Document excerpt:
━━━

The adults who raised me used the word “shame” with some frequency. More specifically, the female adults. As in “Shame on you!” Or the rhetorical reproof, “Aren’t you ashamed of yourself!” Where I come from, women — grandmothers, mothers, aunties and schoolteachers — used “shame” this way more often than men.
I don’t possess any lucid cultural analysis that explains this. I admit it is anecdotal. But I can’t recall my father ever saying, “Shame on you!” His disciplinary interventions tended to be less morality-based and more raging incredulity about my mental capacities, often threatening aloud — and I mean really loud — to buy me a bathing cap, given the frequency with which he believed my cranium to be lodged in the far end of my alimentary canal.
These many years later, “shame” is a word containing great paradox for me. The same word is used to describe two very different things. Near polar opposites.

━━━

Record extracts:
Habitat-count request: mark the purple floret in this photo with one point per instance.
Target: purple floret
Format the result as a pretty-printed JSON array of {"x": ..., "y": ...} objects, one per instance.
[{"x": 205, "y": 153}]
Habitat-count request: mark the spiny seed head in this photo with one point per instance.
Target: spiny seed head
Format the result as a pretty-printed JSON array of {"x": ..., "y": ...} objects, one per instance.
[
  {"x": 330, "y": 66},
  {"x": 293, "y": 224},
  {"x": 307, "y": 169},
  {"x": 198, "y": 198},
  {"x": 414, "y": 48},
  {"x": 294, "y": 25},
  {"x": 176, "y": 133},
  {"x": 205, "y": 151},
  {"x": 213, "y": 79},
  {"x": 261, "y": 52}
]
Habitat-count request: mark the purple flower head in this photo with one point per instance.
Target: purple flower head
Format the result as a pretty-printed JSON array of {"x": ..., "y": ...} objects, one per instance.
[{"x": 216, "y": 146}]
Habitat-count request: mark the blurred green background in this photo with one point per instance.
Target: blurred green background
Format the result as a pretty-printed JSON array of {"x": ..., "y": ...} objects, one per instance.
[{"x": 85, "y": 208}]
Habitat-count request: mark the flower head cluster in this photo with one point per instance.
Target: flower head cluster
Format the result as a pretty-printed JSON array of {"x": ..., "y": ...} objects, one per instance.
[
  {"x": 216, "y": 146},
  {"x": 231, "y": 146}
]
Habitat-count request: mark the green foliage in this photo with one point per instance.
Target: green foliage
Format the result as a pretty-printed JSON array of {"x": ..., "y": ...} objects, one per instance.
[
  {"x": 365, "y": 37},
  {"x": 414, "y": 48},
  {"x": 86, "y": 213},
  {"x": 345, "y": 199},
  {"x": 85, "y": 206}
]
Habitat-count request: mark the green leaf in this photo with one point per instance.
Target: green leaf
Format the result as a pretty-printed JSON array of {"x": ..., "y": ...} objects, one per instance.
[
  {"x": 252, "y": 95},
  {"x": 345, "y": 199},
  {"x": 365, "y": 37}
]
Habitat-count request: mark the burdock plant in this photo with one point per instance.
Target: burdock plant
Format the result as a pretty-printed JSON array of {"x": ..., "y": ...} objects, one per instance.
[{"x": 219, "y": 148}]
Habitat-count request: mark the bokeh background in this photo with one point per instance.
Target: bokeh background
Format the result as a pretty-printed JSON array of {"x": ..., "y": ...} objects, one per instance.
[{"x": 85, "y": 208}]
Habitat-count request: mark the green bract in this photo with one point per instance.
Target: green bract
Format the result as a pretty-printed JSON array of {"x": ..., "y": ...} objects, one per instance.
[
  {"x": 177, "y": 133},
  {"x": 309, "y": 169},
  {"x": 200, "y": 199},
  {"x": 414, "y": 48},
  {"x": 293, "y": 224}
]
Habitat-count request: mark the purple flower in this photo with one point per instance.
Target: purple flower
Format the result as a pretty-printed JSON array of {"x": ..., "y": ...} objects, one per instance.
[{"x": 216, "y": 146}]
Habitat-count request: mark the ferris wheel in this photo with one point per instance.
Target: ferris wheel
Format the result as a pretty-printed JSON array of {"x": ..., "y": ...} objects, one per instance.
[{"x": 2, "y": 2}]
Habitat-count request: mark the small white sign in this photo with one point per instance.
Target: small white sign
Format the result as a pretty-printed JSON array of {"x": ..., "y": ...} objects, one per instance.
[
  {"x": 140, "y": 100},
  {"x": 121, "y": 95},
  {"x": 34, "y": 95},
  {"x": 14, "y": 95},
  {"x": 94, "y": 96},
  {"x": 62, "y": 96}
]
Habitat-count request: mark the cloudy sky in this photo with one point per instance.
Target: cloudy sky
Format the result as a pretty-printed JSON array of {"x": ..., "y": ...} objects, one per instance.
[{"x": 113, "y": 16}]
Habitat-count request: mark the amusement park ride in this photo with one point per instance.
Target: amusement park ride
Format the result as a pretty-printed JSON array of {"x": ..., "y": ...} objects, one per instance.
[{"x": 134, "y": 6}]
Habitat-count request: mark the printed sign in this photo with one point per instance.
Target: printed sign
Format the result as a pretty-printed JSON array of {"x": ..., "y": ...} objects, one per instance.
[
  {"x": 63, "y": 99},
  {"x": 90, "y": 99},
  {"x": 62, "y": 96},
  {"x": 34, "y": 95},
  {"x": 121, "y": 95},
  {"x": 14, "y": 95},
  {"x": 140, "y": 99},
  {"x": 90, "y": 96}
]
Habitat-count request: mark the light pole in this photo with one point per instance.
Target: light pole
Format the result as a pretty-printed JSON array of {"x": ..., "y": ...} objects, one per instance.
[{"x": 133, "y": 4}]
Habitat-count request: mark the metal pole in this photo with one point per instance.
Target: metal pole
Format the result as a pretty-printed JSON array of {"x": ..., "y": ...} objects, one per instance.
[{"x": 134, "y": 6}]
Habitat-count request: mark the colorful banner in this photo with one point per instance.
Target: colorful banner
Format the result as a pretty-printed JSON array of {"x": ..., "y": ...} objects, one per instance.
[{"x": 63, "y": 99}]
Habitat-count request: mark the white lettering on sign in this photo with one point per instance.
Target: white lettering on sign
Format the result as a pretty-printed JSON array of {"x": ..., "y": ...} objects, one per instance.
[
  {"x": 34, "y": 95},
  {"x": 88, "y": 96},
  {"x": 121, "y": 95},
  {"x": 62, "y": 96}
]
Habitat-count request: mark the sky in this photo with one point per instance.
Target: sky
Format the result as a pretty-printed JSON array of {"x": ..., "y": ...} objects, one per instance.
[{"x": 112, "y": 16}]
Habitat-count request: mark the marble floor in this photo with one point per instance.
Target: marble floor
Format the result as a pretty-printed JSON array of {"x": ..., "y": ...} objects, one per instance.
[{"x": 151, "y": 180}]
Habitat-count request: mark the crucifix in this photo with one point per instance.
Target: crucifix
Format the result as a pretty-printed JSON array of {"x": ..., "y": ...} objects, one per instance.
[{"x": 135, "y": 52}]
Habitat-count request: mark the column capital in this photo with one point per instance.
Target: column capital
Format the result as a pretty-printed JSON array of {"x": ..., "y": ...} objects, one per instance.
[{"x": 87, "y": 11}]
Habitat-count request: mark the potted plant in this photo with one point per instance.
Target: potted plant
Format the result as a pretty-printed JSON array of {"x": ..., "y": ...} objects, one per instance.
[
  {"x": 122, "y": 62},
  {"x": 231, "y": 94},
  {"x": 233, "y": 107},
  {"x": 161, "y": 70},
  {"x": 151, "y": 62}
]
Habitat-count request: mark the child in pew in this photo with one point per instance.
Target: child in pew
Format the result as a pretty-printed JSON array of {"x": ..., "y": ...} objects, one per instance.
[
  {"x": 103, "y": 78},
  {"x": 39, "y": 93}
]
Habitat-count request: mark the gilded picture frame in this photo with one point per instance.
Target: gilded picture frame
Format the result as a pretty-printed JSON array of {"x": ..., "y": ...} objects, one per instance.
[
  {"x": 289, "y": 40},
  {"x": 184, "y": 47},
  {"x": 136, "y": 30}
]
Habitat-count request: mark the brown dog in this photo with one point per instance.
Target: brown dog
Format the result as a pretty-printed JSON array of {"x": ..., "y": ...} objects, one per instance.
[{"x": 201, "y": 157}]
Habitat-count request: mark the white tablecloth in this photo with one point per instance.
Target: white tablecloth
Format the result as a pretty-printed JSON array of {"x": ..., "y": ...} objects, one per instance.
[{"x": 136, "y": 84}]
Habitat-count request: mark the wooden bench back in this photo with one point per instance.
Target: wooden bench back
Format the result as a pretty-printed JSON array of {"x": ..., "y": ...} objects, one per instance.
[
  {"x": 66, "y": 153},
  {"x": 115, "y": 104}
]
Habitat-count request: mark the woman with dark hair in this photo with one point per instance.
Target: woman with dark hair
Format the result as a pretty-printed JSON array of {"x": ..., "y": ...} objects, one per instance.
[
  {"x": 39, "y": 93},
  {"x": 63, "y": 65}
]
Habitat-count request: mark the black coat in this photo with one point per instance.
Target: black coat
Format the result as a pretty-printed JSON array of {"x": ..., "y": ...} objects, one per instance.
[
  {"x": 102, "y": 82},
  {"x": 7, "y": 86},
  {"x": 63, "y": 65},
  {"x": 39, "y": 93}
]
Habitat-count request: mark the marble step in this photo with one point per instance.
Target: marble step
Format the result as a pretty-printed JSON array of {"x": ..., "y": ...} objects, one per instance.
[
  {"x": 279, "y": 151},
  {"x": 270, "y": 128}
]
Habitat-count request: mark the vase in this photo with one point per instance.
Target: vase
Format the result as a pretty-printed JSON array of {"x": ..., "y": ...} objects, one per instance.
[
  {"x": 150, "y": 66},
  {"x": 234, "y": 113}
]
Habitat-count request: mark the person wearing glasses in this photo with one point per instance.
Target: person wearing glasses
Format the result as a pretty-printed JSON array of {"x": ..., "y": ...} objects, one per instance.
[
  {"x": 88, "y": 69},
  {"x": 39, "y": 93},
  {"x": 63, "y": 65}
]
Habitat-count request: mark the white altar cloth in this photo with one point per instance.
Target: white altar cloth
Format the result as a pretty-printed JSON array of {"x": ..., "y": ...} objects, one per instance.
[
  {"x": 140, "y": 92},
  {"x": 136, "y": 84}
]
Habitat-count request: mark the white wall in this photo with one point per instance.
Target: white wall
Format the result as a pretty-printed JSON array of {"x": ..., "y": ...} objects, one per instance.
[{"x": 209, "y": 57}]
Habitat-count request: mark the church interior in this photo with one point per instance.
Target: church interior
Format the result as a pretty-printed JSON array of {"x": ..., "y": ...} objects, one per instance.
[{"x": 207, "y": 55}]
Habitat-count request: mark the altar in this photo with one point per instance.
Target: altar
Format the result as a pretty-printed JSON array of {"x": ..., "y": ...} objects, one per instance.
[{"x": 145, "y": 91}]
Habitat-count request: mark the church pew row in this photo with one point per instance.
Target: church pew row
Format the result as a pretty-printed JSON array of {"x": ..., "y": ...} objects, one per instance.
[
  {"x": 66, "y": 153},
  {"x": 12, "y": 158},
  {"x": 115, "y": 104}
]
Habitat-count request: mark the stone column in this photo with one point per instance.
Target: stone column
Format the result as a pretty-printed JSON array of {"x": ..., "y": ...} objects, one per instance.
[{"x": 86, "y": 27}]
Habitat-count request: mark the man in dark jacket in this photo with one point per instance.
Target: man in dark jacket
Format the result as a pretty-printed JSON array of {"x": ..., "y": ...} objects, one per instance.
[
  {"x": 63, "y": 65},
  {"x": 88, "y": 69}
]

━━━

Set of tasks:
[1] Summarize the excerpt about shame in two sentences.
[2] Return the passage of the excerpt about shame between "I don’t possess" and "Near polar opposites.", inclusive.
[3] Write the next part of the excerpt about shame, picking up after its final sentence.
The lines above are separate material and are not part of the excerpt about shame.

Final answers:
[1] The writer recalls that the female adults who raised the writer often used the word "shame" as a reproof, while the writer's father instead loudly questioned the writer's mental capacities. Years later, the writer sees great paradox in the word, which describes two very different, nearly opposite things.

[2]
I don’t possess any lucid cultural analysis that explains this. I admit it is anecdotal. But I can’t recall my father ever saying, “Shame on you!” His disciplinary interventions tended to be less morality-based and more raging incredulity about my mental capacities, often threatening aloud — and I mean really loud — to buy me a bathing cap, given the frequency with which he believed my cranium to be lodged in the far end of my alimentary canal.
These many years later, “shame” is a word containing great paradox for me. The same word is used to describe two very different things. Near polar opposites.

[3]
One use of the word “shame” is quite simply a messenger from hell. Dark and destructive. Crippling. Humiliating. A prison of paralyzing self-loathing. In the hands of psychologically immature, dishonest, insecure or just plain mean people with power, shame is manipulative, hostile and deforming, especially to children. In extreme cases of abuse of power, I would be willing to consider this word a kind of evil. I do not exaggerate when I say the core of my life’s work as a counselor is identifying and exorcising unhealthy shame.
But another use of “shame” is an angel from heaven. Filled with light and healing. Liberating. Humbling. The only key to the prison door of self-absorption and entitlement. In the hands of a psychologically mature, courageous human being, this “shame” is the penultimate teacher. It shapes true character. To be truly human we must be willing to acknowledge and give thanks for healthy shame.
One word. Two very different ideas.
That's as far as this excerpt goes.